■ TASK TO CARRY OUT: Reproduce each record exactly.

[Start]

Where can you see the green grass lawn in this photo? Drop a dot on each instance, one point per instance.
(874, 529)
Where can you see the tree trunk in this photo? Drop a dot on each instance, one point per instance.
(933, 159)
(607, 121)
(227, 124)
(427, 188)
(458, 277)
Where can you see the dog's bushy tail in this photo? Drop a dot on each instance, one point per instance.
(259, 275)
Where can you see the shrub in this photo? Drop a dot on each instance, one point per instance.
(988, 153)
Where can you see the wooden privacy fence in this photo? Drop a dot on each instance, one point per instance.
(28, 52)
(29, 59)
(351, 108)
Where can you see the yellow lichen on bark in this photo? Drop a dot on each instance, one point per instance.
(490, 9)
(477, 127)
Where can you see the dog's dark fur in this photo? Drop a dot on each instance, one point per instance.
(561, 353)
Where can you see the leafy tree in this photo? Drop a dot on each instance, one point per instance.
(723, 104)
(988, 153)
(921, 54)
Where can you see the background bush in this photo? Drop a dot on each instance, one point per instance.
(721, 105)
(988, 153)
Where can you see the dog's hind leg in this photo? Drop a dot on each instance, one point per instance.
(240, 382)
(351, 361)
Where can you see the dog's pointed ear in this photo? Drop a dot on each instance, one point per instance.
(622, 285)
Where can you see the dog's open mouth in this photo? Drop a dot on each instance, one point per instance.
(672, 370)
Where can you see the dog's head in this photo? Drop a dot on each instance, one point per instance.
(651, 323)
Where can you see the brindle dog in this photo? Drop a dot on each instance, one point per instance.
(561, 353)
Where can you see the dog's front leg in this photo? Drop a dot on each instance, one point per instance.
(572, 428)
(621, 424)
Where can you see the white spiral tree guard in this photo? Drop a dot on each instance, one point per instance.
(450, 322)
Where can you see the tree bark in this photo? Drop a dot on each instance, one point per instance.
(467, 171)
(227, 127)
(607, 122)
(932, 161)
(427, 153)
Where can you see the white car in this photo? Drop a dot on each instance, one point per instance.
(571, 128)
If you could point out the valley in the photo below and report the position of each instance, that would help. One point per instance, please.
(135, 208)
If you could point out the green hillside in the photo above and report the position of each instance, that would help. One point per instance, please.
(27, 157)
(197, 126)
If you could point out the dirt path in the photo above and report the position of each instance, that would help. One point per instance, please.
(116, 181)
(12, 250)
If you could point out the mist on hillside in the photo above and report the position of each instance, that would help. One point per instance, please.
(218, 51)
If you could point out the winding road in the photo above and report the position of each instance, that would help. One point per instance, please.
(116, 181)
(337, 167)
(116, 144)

[End]

■ REPLY TO THE TASK:
Where can you see the green grass lawn in this photo? Drop a dot on each instance, one point per instance.
(874, 529)
Where can you see the tree trunk in this photo? Drop a dot on each instance, one point per instance.
(933, 159)
(607, 121)
(227, 124)
(427, 188)
(458, 277)
Where can you see the dog's bushy tail in this photo? Drop a dot on each instance, one point per instance.
(259, 275)
Where can you see the shrub in this photo? Drop a dot on each instance, one point per instance.
(988, 153)
Where can you see the wooden privacy fence in this photo? Drop a dot on each instance, one point per instance.
(28, 52)
(29, 59)
(351, 108)
Where can you see the yellow lichen on bark in this photo? Drop a dot on each instance, one point per instance.
(490, 9)
(477, 127)
Where can you see the dog's dark fur in this photo? Drop a dot on each instance, one point per instance.
(561, 353)
Where can you see the leafy tree in this photo? Drop a dot on each instance, one point per instance.
(723, 104)
(988, 153)
(921, 54)
Where can you see the background bush in this photo? Drop a dot on each instance, one point per instance.
(721, 105)
(988, 153)
Where can you see the dog's hind leg in this photo? Drop a dot on each instance, one point per instance.
(240, 382)
(351, 361)
Where can you see the dog's pointed ear in this photo? Drop a dot on each instance, one point per instance.
(622, 285)
Where can you see the dog's open mouth in this photo? Drop a dot on each instance, one point per instance.
(672, 370)
Where can you see the dog's head in this photo? Drop a dot on each instance, one point per instance.
(651, 323)
Where can you see the brindle dog in this photo? Drop a dot on each instance, one point per instance.
(561, 353)
Where can you see the dog's front leg in this photo? Drop a dot on each instance, one point per instance.
(572, 428)
(621, 424)
Where can you see the white spiral tree guard in this photo? Drop a dot on each instance, one point per instance.
(450, 322)
Where can you see the tree bark in this photo? Drop a dot on each instance, one point per instance.
(467, 171)
(227, 127)
(607, 122)
(932, 161)
(427, 153)
Where can you see the white car in this photo? Drop a dot on each instance, one point per instance.
(571, 128)
If you could point out the valley in the photo below and report the position of each instance, that would help. One point per instance, please.
(135, 208)
If you could point out the green hillside in the photo above and report the position of each instance, that would help. One point per instance, please.
(27, 157)
(197, 126)
If you could point out the dirt path in the photo above and report the position of each instance, that would help. One point per instance, please.
(116, 181)
(12, 250)
If you could point out the mist on hillside in the photo above and report the position of each instance, that would help. One point per instance, please.
(218, 51)
If you could point out the winding road in the photo above and report the position of each instance, that would help. One point per instance, please.
(116, 181)
(337, 167)
(116, 144)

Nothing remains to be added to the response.